> [DIRECTIONS] Turn every line in the records below into a numbered list, and omit any blank lines.

> [ITEMS]
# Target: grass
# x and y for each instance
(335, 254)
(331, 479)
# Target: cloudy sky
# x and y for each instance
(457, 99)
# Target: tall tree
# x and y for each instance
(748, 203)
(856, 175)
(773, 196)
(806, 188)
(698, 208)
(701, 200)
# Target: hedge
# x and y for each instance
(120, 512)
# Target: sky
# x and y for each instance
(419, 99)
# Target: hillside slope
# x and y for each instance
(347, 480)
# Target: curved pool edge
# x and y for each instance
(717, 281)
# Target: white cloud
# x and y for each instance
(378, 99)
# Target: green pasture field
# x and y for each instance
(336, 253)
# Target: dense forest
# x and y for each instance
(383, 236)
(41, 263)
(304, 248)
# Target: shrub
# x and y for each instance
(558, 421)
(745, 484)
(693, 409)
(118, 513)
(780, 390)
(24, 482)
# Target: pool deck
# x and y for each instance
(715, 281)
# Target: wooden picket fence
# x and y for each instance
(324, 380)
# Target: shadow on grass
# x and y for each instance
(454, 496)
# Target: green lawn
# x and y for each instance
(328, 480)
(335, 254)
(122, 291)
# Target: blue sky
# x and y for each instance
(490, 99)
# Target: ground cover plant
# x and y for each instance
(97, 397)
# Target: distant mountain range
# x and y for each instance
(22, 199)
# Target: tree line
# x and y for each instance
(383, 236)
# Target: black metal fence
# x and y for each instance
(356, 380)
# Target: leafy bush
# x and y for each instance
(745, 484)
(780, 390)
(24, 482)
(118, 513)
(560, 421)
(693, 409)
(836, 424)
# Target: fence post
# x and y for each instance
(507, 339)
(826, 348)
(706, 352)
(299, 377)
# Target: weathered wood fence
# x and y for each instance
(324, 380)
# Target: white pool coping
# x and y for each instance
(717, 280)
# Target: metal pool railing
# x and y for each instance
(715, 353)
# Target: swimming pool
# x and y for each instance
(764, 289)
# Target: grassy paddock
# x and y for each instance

> [EXERCISE SOLUTION]
1. # Target: grass
2. # x and y for each instance
3. (335, 254)
4. (331, 479)
5. # Target: cloudy sky
6. # x and y for each instance
7. (457, 99)
8. # Target: tall tree
9. # x and y for each instance
10. (748, 203)
11. (856, 175)
12. (773, 196)
13. (806, 188)
14. (698, 208)
15. (701, 200)
16. # Target: hedge
17. # x and y for each instance
18. (120, 512)
19. # Target: sky
20. # x and y for each instance
21. (419, 99)
22. # Target: hillside slope
23. # x and y for each instance
24. (347, 480)
25. # Target: curved pool edge
26. # x and y for each instance
27. (717, 281)
28. # Target: white cloud
29. # x and y for each instance
30. (378, 99)
31. # Target: green pasture field
32. # x and y for each instance
33. (336, 253)
34. # Target: dense forest
35. # x and y for each instance
36. (383, 236)
37. (41, 263)
38. (304, 248)
39. # Target: shrub
40. # x and y for each instance
41. (558, 421)
42. (745, 484)
43. (693, 409)
44. (118, 513)
45. (780, 390)
46. (24, 482)
47. # Target: pool deck
48. # x and y for each instance
49. (715, 281)
50. # Target: wooden picket fence
51. # x and y for each instance
52. (324, 380)
53. # Target: shadow on grass
54. # x and y for each instance
55. (454, 496)
56. # Target: green lawn
57. # x and y for each instance
58. (328, 480)
59. (335, 254)
60. (122, 291)
61. # Target: blue sky
62. # x and y for each instance
63. (490, 99)
64. # Target: ground cover plant
65. # x and y for each instance
66. (97, 397)
67. # Target: distant mountain range
68. # x and y for each instance
69. (22, 199)
70. # Target: tree line
71. # x and y for each instance
72. (383, 236)
73. # Target: black metal fence
74. # x and y for each instance
75. (356, 380)
76. # Target: leafy bush
77. # x and y for each instance
78. (745, 484)
79. (780, 390)
80. (24, 482)
81. (118, 513)
82. (560, 421)
83. (693, 409)
84. (836, 424)
85. # Target: fence post
86. # x and y for each instance
87. (507, 339)
88. (826, 348)
89. (706, 352)
90. (299, 377)
91. # Target: weathered wood fence
92. # x and y for each instance
93. (324, 380)
94. # Target: white pool coping
95. # x and y for each instance
96. (717, 280)
97. # Target: metal pool railing
98. # x and y for each instance
99. (715, 353)
100. # Target: swimming pool
101. # x and y for each instance
102. (764, 289)
103. # Target: grassy paddock
104. # x and y for each instance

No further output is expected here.